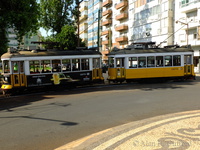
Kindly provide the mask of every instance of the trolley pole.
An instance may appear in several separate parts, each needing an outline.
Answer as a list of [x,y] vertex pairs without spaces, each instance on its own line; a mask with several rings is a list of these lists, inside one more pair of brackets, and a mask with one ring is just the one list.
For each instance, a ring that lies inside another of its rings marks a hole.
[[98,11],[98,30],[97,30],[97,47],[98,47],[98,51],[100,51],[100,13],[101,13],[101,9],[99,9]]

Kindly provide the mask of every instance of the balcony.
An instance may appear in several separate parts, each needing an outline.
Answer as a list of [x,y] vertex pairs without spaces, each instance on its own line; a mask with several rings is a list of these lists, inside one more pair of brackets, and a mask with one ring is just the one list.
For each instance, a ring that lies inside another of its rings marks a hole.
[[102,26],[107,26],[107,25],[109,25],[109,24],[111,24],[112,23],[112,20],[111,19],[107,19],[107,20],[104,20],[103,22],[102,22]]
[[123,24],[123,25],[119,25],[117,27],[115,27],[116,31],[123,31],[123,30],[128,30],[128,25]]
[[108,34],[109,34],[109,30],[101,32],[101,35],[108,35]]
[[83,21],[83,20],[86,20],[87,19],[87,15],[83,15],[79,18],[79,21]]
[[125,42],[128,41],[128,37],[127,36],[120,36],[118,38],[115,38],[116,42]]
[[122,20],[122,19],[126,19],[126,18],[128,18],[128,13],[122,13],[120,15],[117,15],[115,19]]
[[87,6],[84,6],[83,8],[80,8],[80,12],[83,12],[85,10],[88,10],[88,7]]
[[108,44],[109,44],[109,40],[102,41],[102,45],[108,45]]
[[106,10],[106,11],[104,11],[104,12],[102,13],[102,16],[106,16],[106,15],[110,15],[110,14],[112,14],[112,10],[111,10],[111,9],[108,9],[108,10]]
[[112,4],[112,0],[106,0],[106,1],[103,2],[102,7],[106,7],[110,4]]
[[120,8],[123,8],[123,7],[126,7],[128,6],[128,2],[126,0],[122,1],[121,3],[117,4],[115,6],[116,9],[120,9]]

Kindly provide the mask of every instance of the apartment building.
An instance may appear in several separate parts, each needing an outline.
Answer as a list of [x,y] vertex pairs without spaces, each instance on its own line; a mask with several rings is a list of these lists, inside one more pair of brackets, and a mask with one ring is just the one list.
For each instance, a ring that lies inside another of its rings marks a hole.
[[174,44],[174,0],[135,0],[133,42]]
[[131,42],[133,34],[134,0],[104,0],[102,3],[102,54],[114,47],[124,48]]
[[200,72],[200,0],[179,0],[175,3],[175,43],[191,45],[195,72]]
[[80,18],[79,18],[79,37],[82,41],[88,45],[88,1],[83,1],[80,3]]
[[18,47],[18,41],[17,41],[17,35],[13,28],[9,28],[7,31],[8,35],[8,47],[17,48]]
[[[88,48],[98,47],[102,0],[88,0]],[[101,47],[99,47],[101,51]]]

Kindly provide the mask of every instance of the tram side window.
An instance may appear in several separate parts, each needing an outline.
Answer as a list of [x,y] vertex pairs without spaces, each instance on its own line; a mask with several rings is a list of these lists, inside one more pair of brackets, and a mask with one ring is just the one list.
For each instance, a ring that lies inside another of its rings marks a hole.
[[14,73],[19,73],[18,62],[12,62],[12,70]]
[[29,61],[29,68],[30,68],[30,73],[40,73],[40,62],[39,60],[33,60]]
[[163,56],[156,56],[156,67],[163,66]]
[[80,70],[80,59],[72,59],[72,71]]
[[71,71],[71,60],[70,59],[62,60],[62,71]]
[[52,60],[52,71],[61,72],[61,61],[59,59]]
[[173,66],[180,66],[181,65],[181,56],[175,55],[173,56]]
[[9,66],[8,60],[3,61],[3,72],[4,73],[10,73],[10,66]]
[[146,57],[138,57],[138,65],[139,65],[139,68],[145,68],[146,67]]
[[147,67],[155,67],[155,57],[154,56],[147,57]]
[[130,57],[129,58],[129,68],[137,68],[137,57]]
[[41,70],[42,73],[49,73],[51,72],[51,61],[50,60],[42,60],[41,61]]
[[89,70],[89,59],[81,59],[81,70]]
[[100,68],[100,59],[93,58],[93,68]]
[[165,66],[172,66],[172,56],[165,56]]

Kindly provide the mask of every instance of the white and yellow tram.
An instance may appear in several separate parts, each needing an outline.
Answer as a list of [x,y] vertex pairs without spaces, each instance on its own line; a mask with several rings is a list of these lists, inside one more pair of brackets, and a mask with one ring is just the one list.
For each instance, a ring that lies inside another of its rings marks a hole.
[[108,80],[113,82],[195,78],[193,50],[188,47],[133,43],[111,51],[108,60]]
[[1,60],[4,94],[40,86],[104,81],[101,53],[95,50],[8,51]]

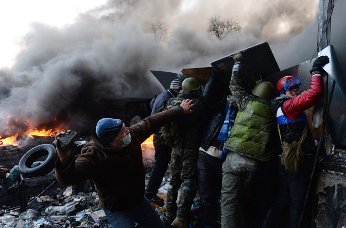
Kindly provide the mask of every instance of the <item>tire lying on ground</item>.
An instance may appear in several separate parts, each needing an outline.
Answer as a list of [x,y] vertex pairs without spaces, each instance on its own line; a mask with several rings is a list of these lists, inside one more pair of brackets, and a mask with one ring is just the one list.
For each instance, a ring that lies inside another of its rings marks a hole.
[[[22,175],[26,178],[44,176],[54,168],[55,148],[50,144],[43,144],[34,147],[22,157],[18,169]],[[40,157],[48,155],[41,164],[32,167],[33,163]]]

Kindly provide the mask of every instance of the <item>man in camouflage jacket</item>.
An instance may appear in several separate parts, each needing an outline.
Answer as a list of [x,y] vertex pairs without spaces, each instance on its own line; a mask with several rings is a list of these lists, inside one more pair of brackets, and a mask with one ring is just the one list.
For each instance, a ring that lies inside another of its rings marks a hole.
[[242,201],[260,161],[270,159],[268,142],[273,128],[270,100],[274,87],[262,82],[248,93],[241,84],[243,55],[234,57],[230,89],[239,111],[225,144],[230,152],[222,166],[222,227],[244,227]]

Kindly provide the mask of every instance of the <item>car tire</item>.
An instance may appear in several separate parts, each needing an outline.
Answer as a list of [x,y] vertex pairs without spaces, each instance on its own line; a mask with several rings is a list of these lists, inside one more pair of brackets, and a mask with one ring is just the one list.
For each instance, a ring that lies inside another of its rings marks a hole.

* * *

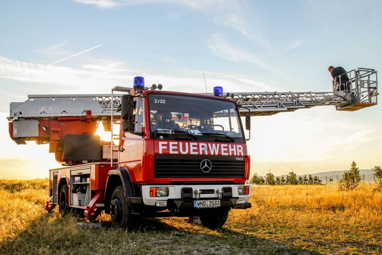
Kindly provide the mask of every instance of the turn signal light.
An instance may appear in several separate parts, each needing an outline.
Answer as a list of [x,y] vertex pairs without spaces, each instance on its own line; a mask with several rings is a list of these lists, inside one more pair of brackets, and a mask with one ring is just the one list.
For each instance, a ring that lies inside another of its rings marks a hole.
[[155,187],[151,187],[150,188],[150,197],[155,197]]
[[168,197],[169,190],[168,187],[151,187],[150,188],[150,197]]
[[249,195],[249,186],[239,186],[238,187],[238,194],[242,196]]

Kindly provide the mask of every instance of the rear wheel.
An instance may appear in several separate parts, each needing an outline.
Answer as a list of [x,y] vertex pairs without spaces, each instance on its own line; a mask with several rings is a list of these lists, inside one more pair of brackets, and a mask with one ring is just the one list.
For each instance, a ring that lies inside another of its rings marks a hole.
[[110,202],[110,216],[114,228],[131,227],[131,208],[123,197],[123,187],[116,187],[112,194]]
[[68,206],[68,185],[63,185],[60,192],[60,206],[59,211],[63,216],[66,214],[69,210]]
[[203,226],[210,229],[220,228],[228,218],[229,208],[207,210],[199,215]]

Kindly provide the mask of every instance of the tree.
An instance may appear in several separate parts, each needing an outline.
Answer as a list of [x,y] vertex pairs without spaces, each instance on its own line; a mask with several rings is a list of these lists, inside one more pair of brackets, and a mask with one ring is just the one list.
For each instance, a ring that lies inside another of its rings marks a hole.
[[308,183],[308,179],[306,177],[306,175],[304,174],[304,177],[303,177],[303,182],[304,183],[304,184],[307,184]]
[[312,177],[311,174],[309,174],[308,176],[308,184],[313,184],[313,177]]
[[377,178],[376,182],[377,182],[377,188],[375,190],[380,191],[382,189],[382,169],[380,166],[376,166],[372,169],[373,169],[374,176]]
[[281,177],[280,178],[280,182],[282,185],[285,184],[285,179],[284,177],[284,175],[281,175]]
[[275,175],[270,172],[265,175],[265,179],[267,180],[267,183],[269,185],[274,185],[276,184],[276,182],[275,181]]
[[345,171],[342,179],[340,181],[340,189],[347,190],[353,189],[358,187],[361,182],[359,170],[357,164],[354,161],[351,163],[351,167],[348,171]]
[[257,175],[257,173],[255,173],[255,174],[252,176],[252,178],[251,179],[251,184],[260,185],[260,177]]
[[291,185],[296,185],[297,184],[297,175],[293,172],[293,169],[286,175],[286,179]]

THE EXERCISE:
Count the lines of the records above that contain the string "tire", treating uppercase and lowercase as different, and reply with the number alone.

SOLUTION TO THIS TASK:
2